(Coordinate-labeling data)
++++

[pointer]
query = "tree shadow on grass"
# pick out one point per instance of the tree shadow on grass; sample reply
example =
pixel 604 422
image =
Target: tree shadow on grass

++++

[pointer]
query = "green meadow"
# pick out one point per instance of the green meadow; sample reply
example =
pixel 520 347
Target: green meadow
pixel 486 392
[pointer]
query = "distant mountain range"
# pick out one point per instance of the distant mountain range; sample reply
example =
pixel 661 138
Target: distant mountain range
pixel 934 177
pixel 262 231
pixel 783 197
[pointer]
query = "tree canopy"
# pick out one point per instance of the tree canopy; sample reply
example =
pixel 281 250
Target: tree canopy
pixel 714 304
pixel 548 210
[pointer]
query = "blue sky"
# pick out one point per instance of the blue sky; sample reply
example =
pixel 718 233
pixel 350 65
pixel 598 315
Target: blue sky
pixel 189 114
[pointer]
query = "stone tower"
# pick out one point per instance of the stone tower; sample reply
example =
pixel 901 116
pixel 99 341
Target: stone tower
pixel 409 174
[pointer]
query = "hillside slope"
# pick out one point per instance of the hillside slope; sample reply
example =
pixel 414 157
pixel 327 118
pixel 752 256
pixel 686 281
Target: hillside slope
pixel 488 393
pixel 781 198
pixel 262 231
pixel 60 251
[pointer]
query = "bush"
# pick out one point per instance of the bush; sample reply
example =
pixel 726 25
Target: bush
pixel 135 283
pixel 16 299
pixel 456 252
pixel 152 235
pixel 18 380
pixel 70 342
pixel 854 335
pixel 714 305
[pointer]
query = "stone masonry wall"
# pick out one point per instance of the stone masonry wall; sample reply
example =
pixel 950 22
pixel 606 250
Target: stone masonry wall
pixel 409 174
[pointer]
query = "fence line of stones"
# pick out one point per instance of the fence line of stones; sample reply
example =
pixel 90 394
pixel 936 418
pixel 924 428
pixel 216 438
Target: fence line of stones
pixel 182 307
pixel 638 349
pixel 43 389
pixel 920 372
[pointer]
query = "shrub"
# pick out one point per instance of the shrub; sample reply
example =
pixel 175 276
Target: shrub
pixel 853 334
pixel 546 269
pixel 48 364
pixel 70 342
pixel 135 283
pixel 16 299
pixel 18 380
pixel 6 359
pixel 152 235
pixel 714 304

++++

_Prompt_
Pull out every line of the items above that contains the string "shadow", and copy each one. Matching is case-sensitive.

_Result of this task_
query = "tree shadow on grass"
# pick out one point per instance of the tree shadow on grass; sample reply
Target: tree shadow on grass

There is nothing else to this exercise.